• [Task instructions] Copy out the rows from the line containing "Target: bare tree" down through the line containing "(1135, 395)", and include both of those lines.

Begin Dataset extract

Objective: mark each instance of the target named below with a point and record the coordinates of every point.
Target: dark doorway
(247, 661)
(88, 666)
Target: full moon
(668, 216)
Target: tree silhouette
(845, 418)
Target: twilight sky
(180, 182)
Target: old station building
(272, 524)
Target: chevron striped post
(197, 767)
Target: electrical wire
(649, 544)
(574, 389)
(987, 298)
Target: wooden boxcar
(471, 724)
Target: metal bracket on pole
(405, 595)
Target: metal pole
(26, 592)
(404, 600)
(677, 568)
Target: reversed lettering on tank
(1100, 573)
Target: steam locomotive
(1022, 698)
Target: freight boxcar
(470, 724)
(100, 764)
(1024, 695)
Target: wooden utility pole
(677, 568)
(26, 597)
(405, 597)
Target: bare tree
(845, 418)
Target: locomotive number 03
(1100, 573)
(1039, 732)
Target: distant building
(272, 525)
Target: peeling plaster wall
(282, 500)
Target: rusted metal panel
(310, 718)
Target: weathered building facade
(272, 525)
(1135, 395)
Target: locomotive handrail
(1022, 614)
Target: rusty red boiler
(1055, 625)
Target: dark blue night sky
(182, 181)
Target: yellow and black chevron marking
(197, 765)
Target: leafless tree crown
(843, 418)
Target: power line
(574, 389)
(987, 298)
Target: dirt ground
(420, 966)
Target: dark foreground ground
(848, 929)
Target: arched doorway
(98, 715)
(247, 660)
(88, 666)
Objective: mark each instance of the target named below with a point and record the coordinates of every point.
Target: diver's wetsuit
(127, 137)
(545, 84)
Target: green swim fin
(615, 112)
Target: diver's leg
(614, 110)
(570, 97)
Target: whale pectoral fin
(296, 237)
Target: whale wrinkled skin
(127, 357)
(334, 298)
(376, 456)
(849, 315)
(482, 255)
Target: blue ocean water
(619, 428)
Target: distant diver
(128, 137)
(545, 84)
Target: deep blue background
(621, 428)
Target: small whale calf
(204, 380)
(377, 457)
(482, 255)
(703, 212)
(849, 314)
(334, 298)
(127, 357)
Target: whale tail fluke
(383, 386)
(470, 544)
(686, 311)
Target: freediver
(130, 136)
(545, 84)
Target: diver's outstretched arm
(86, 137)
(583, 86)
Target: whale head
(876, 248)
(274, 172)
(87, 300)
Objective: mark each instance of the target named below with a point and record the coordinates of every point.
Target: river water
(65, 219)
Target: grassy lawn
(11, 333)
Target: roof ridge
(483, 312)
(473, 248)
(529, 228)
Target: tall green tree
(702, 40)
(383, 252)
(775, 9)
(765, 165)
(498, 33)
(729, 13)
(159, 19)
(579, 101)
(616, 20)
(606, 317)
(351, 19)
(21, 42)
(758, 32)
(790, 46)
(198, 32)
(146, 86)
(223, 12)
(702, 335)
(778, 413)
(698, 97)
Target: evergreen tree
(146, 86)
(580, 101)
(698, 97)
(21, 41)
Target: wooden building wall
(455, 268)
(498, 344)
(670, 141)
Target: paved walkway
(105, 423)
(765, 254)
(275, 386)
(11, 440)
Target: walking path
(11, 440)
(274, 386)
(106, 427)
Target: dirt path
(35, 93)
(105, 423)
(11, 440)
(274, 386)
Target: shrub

End Dataset extract

• [Exercise response]
Target: bare tree
(845, 418)
Target: locomotive number 03
(1100, 573)
(1039, 732)
Target: distant building
(272, 525)
Target: peeling plaster wall
(282, 500)
Target: rusted metal panel
(310, 718)
Target: weathered building facade
(272, 525)
(1135, 395)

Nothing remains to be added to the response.